[Begin Data shown]
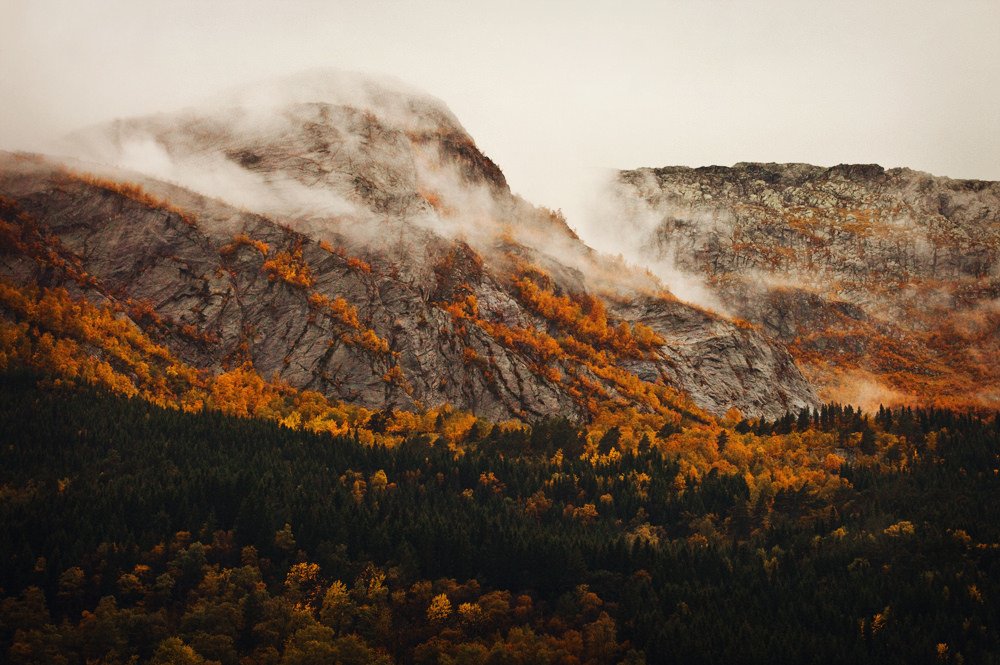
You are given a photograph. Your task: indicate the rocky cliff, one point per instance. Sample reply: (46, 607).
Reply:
(346, 236)
(883, 283)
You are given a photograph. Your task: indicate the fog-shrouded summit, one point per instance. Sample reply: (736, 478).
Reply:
(346, 235)
(885, 284)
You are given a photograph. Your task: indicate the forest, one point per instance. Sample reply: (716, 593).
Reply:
(131, 532)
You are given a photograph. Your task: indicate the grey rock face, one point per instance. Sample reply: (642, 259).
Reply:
(390, 179)
(892, 273)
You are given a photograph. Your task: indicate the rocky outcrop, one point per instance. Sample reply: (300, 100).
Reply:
(890, 276)
(358, 243)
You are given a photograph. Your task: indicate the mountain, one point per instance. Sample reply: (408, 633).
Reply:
(883, 284)
(345, 235)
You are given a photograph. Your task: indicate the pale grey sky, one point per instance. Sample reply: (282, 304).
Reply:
(553, 91)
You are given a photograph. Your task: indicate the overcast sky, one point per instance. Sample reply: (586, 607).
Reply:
(553, 91)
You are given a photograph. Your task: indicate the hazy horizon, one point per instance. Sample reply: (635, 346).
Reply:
(554, 93)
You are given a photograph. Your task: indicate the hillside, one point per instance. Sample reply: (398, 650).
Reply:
(362, 247)
(883, 284)
(127, 530)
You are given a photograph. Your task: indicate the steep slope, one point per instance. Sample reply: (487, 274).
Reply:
(385, 262)
(884, 284)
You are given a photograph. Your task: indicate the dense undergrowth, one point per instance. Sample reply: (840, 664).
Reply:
(130, 531)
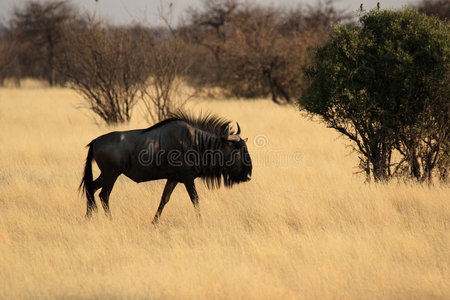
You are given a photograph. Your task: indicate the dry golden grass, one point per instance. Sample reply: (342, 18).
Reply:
(304, 227)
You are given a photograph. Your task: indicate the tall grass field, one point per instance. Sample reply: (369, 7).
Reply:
(306, 226)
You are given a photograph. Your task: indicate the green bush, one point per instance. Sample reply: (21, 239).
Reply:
(385, 85)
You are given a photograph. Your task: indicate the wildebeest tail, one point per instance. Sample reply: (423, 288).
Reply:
(87, 182)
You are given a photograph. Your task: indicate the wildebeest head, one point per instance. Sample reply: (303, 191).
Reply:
(237, 163)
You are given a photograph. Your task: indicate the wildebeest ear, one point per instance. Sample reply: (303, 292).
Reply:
(225, 131)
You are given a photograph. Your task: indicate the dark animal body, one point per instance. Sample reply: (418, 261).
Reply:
(179, 149)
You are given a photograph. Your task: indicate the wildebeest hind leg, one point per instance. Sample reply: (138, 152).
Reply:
(190, 187)
(168, 189)
(108, 181)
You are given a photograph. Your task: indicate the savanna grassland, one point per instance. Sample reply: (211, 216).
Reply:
(305, 226)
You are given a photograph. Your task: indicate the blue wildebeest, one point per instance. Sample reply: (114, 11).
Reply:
(179, 149)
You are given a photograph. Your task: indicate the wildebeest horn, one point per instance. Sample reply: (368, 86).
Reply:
(239, 129)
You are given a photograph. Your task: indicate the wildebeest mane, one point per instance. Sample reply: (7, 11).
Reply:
(212, 175)
(207, 122)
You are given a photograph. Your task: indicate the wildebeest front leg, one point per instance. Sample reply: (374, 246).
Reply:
(168, 189)
(190, 187)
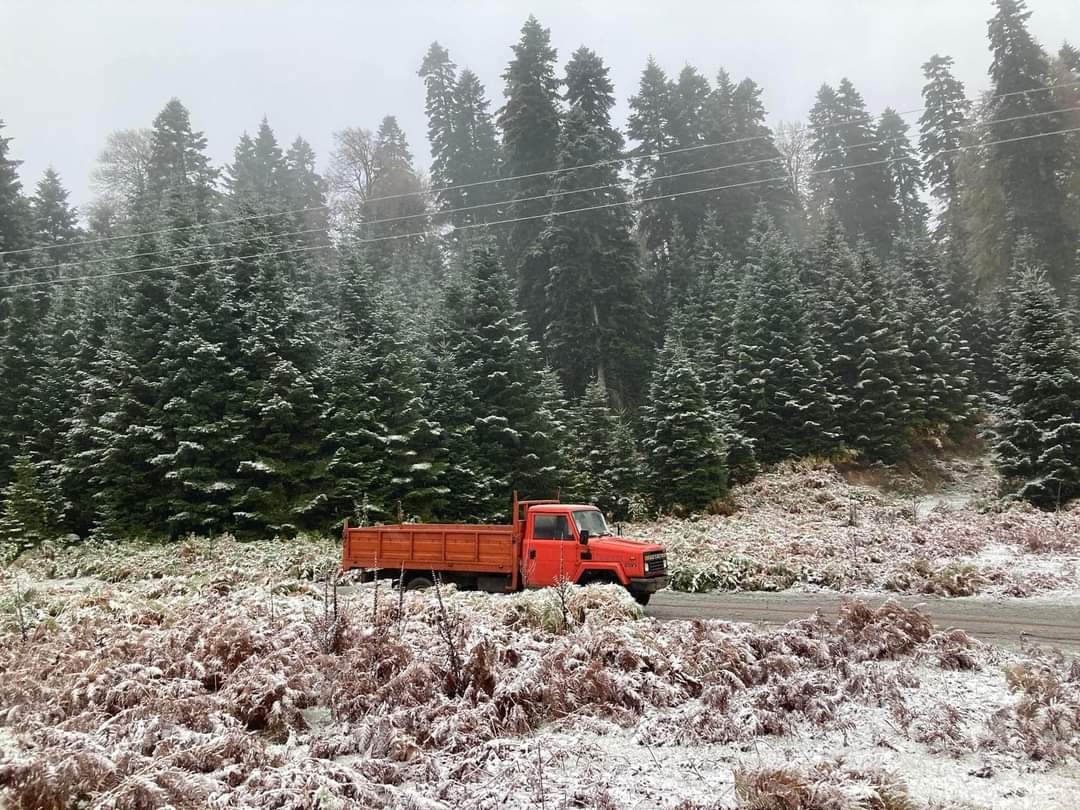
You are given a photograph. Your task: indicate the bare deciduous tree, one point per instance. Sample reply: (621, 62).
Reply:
(121, 176)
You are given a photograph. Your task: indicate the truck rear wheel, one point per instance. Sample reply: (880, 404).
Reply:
(418, 583)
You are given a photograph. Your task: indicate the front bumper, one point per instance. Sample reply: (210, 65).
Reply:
(648, 584)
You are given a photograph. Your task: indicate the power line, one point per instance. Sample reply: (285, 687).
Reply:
(550, 196)
(598, 206)
(439, 189)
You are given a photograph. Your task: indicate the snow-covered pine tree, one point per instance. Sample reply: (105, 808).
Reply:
(1031, 170)
(864, 358)
(777, 389)
(281, 389)
(15, 216)
(941, 136)
(379, 440)
(596, 318)
(529, 121)
(201, 413)
(31, 505)
(607, 468)
(1038, 434)
(502, 368)
(905, 174)
(649, 124)
(684, 453)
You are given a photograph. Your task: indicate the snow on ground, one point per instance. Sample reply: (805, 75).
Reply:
(184, 677)
(805, 526)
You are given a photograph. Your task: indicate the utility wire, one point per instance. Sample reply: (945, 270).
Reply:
(439, 189)
(527, 218)
(549, 196)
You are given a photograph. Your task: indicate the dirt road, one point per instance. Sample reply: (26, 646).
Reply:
(1006, 622)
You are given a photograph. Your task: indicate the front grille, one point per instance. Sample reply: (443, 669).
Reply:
(656, 562)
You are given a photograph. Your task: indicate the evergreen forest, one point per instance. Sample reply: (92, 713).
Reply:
(637, 316)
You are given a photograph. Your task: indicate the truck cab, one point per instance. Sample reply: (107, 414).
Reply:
(571, 542)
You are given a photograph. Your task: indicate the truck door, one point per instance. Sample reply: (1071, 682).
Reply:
(551, 550)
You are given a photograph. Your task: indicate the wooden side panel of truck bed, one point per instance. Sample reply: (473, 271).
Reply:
(427, 547)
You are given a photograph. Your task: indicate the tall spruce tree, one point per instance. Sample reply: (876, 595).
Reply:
(905, 174)
(1031, 169)
(596, 315)
(649, 124)
(496, 361)
(941, 135)
(475, 156)
(865, 359)
(201, 404)
(1038, 433)
(463, 144)
(755, 173)
(851, 179)
(529, 121)
(777, 390)
(180, 179)
(304, 192)
(608, 466)
(14, 210)
(684, 453)
(440, 79)
(54, 220)
(380, 442)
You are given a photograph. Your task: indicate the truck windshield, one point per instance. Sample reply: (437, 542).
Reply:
(591, 521)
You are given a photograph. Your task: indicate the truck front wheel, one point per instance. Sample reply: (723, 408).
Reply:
(418, 583)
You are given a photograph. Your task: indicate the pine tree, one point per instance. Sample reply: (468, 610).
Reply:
(866, 360)
(54, 221)
(501, 367)
(256, 178)
(754, 173)
(201, 412)
(395, 212)
(905, 174)
(380, 442)
(604, 455)
(941, 381)
(1038, 434)
(775, 390)
(851, 180)
(23, 365)
(1031, 170)
(14, 210)
(529, 121)
(463, 144)
(596, 314)
(440, 79)
(30, 505)
(281, 390)
(684, 453)
(475, 153)
(649, 123)
(941, 135)
(180, 181)
(453, 406)
(304, 192)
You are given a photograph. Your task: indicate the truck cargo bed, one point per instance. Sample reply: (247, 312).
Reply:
(426, 547)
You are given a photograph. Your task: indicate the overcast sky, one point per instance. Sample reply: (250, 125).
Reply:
[End Data shown]
# Problem details
From the line with "You are given a photograph. Your task: indicate the truck front" to the last line of the material, give every line again exactly, and only those lines.

# Complete output
You are given a photograph. Your task: indicate the truck front wheel, one point per instance. Sample reply: (723, 408).
Reply:
(418, 583)
You are given a photograph. Your task: indicate the pine tree, one point per instance. Sample reply: (468, 610).
Reply:
(866, 360)
(54, 221)
(501, 367)
(256, 178)
(754, 173)
(201, 412)
(395, 212)
(905, 174)
(380, 442)
(604, 455)
(941, 381)
(1038, 434)
(775, 390)
(851, 180)
(23, 365)
(1031, 170)
(14, 210)
(529, 121)
(463, 144)
(596, 314)
(440, 79)
(30, 505)
(281, 390)
(684, 453)
(475, 153)
(649, 123)
(941, 135)
(180, 181)
(453, 406)
(304, 192)
You are given a photograph. Your task: indicate the truck cargo bed, one point per instance. Sample reply: (247, 312).
Reply:
(426, 547)
You are given a photograph. Your task: indicate the overcast sky, one point per instance. Sample reply: (250, 125).
Reply:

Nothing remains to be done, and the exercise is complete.